D'après le passage sur les opérations hostiles, quel pourcentage des entreprises américaines a réellement fait l'objet d'une opération hostile au cours de la dernière période ?
### Extrait du texte ###
L’intérêt de procéder à ce type d’opérations est d’autant plus naturel, qu’il n’y a pas, de l’avis même des analyses et experts financiers, fondamentalement d’obstacles techniques majeurs à mener de telles démarches.

Mais si les tentatives sont nombreuses, les échecs le sont tout autant. En effet, ces pratiques qui ont donné un dynamisme au marché des fusions-acquisitions, ont souvent été mises à mal, en raison d'une position en décalage avec l’instabilité économique et politique du moment. En effet, la faible croissance en Europe, les perspectives économiques mondiales décevantes et inégales (même dans les grandes puissances émergentes : Brésil, Russie, Chine, Afrique du Sud), et les tensions géopolitiques incitent les entreprises à privilégier des approches négociées en amont (instauration de relations de confiance) et soutenues par leurs cibles (opérations amicales), pour éviter des opérations trop risquées et à l'issue incertaine, dont l’échec sera fortement médiatisé et commenté. A cette instabilité économique et géopolitique s'ajoute un contrôle de plus en plus rigoureux des questions de concurrence (et de rente monopolistique) par les autorités de régulation, qui conduisent les acquéreurs potentiels à la prudence. Or plus il y a d'enjeux de domination économique ou culturelle (acquisitions internationales) et d’hostilité, plus le risque est élevé.

Ce phénomène ne doit cependant pas être sous-estimé car ses effets ne se font pas sentir uniquement en cas de réalisation. La seule menace d’une opération hostile, savamment orchestrée à base de rumeurs plus ou moins vérifiables, peut suffire à provoquer de profonds changements dans la gestion et le management des entreprises concernées, et souvent modifier le comportement des acteurs économiques sur les marchés visés (dispositifs d’alerte, bons de souscription en actions, actionnariat salarié important, droits de votes doubles, pactes d’actionnaires fidèles…). Il convient par conséquent de distinguer la réalité effective de ces opérations et leur poids médiatique et psychologique dans la stratégie des acteurs concernés (concurrents, partenaires, clients…) par ce type de rapprochements. Ainsi, au cours de la dernière période, si seulement 14 % des entreprises américaines ont réellement fait l’objet d’une opération hostile, près de 50 % d’entre elles ont été directement ou indirectement menacées par une OPA hostile, les conduisant à entreprendre diverses actions pour contrer ou anticiper ce type de menaces.
### Données extraites ###
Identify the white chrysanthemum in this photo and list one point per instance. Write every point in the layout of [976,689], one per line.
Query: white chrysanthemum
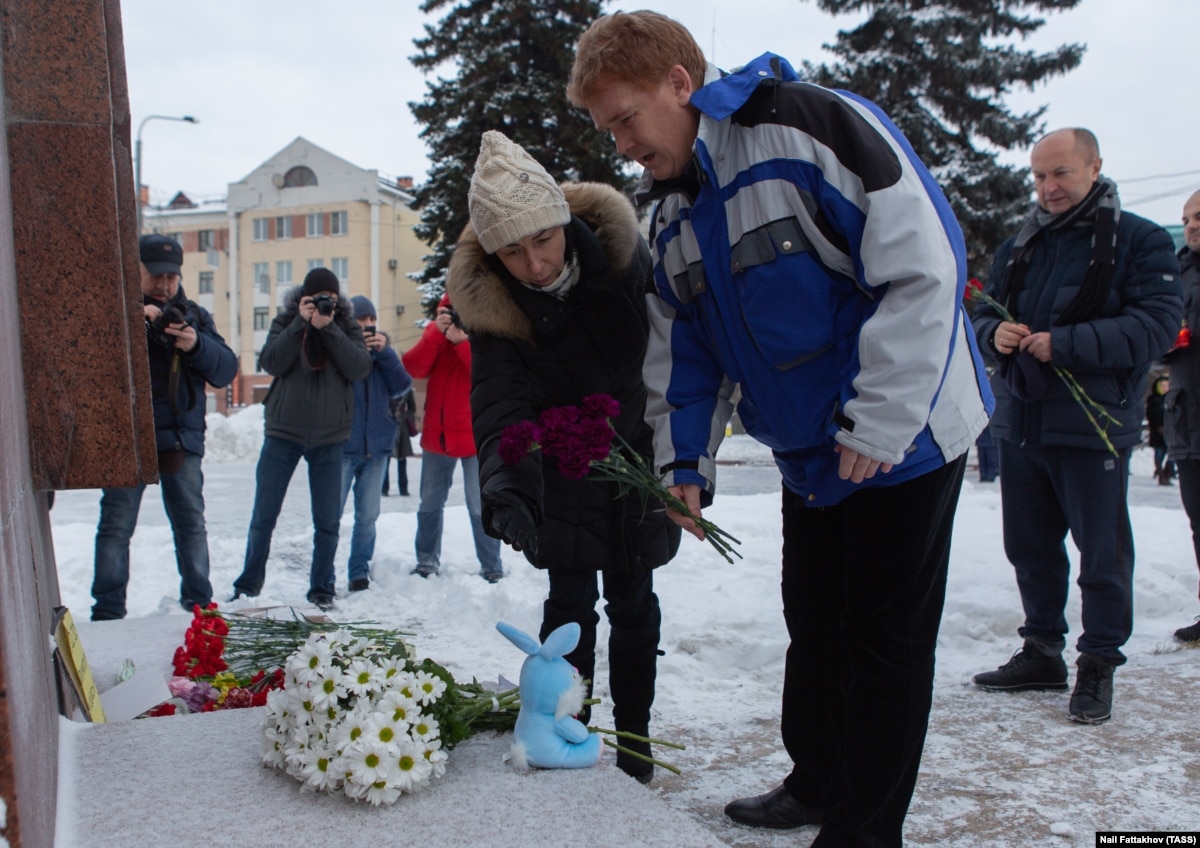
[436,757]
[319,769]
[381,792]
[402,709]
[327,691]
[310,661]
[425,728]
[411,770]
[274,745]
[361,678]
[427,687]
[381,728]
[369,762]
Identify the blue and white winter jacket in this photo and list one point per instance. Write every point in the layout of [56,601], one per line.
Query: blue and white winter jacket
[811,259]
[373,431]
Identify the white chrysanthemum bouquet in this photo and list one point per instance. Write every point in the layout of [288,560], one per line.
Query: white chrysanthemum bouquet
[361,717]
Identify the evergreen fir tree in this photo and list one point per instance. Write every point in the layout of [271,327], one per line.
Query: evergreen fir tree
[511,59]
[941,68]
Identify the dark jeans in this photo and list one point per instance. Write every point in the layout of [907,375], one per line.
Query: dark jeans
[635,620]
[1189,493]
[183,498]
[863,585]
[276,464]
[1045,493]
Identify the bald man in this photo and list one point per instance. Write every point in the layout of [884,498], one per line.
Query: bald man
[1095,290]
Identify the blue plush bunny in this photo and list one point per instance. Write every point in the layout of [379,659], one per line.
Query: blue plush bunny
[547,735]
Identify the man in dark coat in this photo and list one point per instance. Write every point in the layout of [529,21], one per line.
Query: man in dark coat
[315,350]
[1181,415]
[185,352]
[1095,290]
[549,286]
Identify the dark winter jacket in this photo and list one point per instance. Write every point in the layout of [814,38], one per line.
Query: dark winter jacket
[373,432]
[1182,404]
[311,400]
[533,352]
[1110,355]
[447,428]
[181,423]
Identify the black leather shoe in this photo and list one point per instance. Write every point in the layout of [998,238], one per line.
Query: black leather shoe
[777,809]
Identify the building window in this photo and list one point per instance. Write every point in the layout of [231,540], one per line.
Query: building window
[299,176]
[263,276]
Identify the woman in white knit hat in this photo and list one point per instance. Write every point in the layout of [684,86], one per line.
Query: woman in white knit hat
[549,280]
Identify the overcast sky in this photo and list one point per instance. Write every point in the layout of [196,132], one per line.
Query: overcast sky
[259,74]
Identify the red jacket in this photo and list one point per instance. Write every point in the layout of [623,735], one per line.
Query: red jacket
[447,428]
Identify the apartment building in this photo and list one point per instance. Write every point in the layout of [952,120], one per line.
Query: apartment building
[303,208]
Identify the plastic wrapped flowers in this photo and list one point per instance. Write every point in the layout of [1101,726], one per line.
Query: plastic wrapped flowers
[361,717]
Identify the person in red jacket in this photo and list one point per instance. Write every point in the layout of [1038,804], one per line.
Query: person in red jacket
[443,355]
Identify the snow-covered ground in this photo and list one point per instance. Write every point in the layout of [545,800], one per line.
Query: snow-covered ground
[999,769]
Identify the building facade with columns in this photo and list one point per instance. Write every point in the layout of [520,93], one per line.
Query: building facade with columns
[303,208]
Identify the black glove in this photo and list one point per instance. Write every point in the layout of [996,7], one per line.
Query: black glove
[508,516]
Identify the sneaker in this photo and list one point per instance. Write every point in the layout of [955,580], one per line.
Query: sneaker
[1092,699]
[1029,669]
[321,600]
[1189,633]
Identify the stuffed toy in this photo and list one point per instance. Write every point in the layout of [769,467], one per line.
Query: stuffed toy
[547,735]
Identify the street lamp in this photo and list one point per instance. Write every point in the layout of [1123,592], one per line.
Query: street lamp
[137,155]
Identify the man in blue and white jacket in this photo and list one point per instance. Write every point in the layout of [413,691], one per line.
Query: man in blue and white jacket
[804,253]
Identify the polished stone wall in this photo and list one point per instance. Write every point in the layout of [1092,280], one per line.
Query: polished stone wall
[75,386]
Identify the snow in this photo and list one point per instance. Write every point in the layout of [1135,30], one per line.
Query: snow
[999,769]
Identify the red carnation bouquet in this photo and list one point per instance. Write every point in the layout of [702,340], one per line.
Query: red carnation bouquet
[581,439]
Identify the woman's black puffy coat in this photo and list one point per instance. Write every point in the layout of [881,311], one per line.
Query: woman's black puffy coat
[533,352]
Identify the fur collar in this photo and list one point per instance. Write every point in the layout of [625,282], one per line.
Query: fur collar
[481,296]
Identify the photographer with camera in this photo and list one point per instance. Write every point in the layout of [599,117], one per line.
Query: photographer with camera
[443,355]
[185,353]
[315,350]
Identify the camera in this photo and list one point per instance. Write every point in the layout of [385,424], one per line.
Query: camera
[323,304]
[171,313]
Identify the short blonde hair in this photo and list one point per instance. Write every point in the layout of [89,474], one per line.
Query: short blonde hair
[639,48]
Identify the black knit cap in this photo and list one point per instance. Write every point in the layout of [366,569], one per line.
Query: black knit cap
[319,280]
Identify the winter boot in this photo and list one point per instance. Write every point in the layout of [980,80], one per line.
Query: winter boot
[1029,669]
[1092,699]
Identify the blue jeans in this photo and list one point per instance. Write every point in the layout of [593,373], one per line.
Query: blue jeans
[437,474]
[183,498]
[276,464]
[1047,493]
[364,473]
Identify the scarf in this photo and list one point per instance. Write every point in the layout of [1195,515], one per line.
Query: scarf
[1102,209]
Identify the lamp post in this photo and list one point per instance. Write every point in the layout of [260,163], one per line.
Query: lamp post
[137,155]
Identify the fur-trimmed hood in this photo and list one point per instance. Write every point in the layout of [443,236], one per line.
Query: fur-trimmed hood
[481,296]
###
Corrigé | 14 % des entreprises américaines.